Activity ->
What is needed is an exact transcription of the line with "Locate every instance of the stone" and all the lines that follow it in the entries below; add nothing else.
□ □ □
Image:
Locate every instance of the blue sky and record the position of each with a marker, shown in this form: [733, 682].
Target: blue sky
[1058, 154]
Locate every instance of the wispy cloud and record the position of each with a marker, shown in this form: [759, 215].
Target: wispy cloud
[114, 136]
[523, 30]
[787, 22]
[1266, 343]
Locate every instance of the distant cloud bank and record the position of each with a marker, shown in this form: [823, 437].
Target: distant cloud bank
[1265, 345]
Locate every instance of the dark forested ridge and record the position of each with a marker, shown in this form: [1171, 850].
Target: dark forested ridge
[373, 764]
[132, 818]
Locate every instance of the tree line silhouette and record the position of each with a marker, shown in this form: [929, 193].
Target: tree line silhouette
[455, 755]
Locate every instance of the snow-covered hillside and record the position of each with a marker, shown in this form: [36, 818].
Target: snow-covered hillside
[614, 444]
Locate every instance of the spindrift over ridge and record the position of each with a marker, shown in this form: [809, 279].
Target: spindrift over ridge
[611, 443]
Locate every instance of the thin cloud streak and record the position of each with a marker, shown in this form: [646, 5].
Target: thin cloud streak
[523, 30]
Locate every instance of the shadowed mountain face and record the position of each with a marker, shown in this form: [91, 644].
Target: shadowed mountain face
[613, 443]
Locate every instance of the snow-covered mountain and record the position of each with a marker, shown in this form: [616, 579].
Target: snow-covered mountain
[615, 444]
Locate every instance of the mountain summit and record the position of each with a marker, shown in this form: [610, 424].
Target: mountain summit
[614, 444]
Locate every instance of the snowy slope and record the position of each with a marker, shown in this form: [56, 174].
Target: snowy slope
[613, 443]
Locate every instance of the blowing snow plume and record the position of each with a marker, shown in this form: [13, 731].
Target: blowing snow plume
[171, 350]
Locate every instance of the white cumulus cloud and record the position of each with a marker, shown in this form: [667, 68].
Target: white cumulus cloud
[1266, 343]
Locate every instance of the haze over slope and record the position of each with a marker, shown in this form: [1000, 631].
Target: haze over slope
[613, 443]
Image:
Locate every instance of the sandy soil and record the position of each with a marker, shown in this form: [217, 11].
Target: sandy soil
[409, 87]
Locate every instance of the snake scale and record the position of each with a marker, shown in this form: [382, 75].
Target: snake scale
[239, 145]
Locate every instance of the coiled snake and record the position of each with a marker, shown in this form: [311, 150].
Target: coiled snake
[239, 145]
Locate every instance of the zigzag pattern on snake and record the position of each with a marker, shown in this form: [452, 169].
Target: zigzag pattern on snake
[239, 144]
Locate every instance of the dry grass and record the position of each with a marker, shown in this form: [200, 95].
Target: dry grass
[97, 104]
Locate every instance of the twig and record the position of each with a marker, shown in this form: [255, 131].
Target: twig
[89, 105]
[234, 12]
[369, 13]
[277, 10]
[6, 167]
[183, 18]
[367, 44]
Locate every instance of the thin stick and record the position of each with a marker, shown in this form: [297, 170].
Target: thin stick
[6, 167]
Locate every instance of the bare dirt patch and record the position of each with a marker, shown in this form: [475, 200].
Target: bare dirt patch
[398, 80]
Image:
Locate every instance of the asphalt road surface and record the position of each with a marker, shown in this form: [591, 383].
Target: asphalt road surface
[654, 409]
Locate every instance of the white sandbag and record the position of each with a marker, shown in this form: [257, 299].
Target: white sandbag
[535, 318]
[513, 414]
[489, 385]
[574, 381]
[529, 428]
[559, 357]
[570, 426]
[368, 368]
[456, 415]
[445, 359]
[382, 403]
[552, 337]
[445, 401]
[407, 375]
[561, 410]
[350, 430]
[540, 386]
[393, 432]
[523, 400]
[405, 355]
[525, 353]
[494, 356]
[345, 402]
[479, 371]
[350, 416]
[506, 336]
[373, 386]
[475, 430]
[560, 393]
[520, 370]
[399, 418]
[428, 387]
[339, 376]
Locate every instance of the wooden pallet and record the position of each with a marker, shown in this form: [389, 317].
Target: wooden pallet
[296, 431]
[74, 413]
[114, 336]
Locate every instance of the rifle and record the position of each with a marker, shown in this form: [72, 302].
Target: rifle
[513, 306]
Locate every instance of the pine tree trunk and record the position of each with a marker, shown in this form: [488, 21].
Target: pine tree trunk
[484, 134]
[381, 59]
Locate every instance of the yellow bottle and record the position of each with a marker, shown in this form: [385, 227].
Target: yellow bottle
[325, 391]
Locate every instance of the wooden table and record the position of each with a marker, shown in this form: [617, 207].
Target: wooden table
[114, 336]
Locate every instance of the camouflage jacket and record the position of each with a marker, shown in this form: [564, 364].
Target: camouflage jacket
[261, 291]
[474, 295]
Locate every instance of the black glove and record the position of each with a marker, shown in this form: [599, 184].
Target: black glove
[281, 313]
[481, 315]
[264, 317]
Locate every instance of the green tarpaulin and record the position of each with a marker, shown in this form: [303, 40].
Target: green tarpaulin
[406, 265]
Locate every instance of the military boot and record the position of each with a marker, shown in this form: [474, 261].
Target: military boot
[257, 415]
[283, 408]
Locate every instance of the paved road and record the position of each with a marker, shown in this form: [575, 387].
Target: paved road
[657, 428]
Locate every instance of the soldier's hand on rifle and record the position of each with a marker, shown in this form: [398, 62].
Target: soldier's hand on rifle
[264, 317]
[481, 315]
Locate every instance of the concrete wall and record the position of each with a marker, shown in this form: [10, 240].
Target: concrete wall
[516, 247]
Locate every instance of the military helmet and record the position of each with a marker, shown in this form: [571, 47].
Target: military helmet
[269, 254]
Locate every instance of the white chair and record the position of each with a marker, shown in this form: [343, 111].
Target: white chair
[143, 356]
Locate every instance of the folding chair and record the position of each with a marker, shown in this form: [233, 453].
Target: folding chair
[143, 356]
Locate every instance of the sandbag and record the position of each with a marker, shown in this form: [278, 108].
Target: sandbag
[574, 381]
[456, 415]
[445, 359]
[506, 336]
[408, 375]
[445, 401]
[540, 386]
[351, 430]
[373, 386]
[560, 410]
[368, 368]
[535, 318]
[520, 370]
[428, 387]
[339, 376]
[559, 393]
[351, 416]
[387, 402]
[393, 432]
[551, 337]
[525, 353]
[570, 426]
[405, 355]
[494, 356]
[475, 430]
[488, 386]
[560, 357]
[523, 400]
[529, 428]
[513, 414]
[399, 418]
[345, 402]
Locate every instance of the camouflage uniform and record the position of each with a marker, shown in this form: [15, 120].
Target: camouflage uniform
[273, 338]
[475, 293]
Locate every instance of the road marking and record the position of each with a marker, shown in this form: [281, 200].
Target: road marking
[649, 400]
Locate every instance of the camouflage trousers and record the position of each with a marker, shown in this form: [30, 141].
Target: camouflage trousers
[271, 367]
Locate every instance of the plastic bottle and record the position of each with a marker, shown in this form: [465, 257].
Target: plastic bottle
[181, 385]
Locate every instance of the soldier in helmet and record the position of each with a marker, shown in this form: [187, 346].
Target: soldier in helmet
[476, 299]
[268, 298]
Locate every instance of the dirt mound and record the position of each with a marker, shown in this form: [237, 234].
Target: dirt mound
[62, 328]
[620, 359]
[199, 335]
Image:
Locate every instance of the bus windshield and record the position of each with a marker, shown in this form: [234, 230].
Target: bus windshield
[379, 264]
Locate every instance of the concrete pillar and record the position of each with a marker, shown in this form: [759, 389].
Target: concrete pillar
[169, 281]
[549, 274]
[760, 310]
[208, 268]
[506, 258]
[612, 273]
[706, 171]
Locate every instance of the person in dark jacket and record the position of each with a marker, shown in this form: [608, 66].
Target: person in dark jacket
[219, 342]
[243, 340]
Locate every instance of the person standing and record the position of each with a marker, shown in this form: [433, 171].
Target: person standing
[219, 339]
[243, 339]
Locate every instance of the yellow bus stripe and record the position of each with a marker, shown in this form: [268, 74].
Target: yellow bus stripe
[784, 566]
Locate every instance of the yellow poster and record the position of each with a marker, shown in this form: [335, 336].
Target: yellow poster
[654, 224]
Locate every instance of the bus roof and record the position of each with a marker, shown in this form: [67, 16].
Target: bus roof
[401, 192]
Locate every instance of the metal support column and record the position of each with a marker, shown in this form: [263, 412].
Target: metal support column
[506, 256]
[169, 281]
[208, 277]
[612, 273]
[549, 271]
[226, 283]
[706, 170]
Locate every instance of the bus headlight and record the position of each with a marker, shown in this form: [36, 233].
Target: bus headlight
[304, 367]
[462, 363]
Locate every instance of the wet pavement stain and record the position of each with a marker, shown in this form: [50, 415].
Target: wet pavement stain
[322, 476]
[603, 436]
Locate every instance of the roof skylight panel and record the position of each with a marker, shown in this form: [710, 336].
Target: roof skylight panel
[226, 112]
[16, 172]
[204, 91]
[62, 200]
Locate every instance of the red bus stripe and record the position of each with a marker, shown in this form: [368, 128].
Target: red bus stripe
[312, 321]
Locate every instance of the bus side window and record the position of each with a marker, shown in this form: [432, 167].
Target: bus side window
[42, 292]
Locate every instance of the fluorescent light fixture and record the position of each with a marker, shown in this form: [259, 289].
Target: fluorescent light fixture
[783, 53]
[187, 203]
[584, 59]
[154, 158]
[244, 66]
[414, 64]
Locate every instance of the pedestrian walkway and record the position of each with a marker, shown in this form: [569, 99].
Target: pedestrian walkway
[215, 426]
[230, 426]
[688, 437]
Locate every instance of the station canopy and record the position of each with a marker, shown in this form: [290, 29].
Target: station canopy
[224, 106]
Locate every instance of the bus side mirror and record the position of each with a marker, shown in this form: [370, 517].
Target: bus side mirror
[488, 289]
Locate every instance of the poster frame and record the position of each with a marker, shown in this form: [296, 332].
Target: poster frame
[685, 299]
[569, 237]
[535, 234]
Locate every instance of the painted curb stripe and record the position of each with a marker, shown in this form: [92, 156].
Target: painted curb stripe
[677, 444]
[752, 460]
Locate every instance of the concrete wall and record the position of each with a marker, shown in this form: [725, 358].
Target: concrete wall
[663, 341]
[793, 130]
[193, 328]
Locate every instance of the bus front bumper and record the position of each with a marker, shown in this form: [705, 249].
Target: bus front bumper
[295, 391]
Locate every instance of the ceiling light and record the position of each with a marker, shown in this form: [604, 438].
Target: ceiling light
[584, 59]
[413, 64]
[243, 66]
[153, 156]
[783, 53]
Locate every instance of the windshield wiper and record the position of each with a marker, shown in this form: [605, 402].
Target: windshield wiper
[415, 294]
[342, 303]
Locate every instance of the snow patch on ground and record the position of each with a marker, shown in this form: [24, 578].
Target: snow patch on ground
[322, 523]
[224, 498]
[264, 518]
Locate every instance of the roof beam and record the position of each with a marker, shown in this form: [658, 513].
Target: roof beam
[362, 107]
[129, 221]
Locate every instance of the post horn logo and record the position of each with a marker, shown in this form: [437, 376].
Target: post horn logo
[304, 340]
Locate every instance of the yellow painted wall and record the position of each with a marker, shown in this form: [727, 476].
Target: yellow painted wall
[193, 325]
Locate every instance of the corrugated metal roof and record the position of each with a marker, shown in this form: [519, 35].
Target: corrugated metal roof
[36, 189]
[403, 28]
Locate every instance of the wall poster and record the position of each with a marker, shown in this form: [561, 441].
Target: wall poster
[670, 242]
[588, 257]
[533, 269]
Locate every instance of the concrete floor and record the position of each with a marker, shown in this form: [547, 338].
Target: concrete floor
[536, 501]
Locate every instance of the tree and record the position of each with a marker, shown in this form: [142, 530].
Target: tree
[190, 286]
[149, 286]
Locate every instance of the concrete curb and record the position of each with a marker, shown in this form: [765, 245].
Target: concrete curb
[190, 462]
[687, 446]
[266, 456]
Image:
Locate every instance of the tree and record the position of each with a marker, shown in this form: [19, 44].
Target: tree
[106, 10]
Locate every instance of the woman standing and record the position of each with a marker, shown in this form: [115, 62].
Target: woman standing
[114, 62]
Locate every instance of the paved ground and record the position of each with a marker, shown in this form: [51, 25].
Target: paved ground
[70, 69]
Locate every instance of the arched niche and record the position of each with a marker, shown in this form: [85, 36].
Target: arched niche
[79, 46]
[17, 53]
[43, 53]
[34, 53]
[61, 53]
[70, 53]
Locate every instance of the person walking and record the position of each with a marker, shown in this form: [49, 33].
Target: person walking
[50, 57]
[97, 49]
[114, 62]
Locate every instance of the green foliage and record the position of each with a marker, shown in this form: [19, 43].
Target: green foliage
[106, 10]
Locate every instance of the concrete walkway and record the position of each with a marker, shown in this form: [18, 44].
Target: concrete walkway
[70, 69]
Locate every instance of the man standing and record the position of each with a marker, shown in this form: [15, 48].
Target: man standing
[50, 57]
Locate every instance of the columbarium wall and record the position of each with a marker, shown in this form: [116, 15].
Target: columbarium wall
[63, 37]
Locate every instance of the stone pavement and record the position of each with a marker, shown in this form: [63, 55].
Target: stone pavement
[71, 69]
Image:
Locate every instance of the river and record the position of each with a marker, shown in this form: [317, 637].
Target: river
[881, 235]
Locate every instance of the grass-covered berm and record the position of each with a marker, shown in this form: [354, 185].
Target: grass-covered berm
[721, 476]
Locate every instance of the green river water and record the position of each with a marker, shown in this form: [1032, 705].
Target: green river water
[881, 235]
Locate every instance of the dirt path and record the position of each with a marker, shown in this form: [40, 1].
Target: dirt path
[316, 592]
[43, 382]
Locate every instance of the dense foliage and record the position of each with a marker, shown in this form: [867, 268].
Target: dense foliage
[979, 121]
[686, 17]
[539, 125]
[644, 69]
□ □ □
Result ->
Locate every instance of the stone pavement and record the position of each with a marker, shown in this form: [63, 55].
Target: stone pavement
[71, 69]
Image:
Locate every instance of the river and record the position of each with a marker, shown in this form: [317, 637].
Target: river
[881, 235]
Locate every instance of the grass-covered berm and record the position of each with a marker, shown in this form: [354, 185].
Target: grass-covered berm
[721, 476]
Locate every instance of the green river water and record the position of each with a marker, shown in this form: [1032, 705].
Target: green river water
[881, 235]
Locate every instance of the dirt path and record the position of each with a marker, shown in this form: [40, 1].
Target: dirt path
[316, 592]
[43, 382]
Locate every instance of the dense foliage and record the position of each with a marker, shown in this form: [867, 268].
Target: dense foliage
[979, 121]
[686, 17]
[539, 125]
[644, 69]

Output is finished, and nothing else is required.